• WRITTEN PROBLEM 1:
Using the Ewok film article below, decide whether each statement agrees with it: (a) Burl Ives narrated the film. (b) The sequel came out in 1984. (c) The film premiered on NBC. Answer yes or no for each, quoting the words that decide it.
• WRITTEN PROBLEM 2:
Answer these questions from the Ewok film article below:
(a) Who edited the film?
(b) What title did the film carry for its international theatrical run?
(c) Which Ewok finds the Towani children?

• EXCERPT PROVIDED:
□ □ □ □

- Promotional release poster by Drew Struzan
- Also known as: The Ewok Adventure
- Genre: Adventure; Family; Fantasy; Science fiction;
- Screenplay by: Bob Carrau
- Story by: George Lucas
- Directed by: John Korty
- Starring: Eric Walker; Warwick Davis; Fionnula Flanagan; Guy Boyd; Aubree Miller;
- Narrated by: Burl Ives
- Music by: Peter Bernstein
- Country of origin: United States
- Original language: English

Production
- Executive producer: George Lucas
- Producers: Thomas G. Smith; Patricia Rose Duignan;
- Cinematography: John Korty
- Editor: John Nutt
- Running time: 97 minutes
- Production companies: Lucasfilm; Korty Films;

Original release
- Network: ABC
- Release: November 25, 1984

Related
- Ewoks: The Battle for Endor

= Caravan of Courage: An Ewok Adventure =

1984 TV film directed by John Korty

The Ewok Adventure is a 1984 American television film based in the Star Wars universe. It takes place on the moon of Endor, and features the Ewoks, who help two young human siblings as they try to locate their parents. The film premiered on November 25, 1984 on ABC.

The film was given a limited international theatrical run, for which it was retitled Caravan of Courage: An Ewok Adventure. It was followed by a sequel, Ewoks: The Battle for Endor, in 1985.

== Plot ==
On the forest moon of Endor, a starcruiser lies wrecked. The Towani family – Catarine, Jeremitt, Mace and Cindel – are stranded. When Catarine and Jeremitt vanish, the children are found by the Ewok Deej. After Mace threatens them, the Ewoks subdue him and take both children to the Ewoks' home. There, Cindel befriends Wicket. Shortly thereafter, the Ewoks kill a boar wolf, only to find a life-monitor from one of the Towani parents with the creature.

□ □ □ □

[Annotated coordinate records]
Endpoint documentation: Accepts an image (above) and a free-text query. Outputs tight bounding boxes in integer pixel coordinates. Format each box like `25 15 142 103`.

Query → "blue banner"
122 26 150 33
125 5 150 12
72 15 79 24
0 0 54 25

□ □ □ □

• COMPLETE ANSWER 1:
(a) Yes: "Narrated by: Burl Ives"
(b) No: "It was followed by a sequel, Ewoks: The Battle for Endor, in 1985."
(c) No: "The film premiered on November 25, 1984 on ABC."

• COMPLETE ANSWER 2:
(a) John Nutt
(b) Caravan of Courage: An Ewok Adventure
(c) Deej